■ **Task prompt**
From the items below, copy every line that contains the string "viewBox" and leave out all other lines.

■ **Data rows**
═══

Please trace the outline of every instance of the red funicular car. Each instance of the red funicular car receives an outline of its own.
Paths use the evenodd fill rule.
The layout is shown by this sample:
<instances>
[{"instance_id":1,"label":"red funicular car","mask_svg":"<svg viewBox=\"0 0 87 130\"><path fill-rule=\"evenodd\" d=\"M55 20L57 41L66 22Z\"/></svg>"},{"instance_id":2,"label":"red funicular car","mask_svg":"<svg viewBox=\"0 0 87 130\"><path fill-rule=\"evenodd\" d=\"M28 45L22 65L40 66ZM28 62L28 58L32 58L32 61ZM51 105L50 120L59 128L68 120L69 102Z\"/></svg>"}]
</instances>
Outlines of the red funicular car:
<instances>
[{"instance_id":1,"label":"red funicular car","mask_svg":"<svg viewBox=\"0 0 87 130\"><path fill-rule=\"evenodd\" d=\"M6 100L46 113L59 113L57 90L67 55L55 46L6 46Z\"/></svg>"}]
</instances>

═══

■ **Answer**
[{"instance_id":1,"label":"red funicular car","mask_svg":"<svg viewBox=\"0 0 87 130\"><path fill-rule=\"evenodd\" d=\"M55 20L57 41L66 22Z\"/></svg>"},{"instance_id":2,"label":"red funicular car","mask_svg":"<svg viewBox=\"0 0 87 130\"><path fill-rule=\"evenodd\" d=\"M28 45L22 65L40 66ZM28 62L28 58L32 58L32 61ZM51 105L50 120L59 128L68 120L69 102Z\"/></svg>"}]
[{"instance_id":1,"label":"red funicular car","mask_svg":"<svg viewBox=\"0 0 87 130\"><path fill-rule=\"evenodd\" d=\"M6 100L46 113L59 113L57 90L67 55L55 46L6 46Z\"/></svg>"}]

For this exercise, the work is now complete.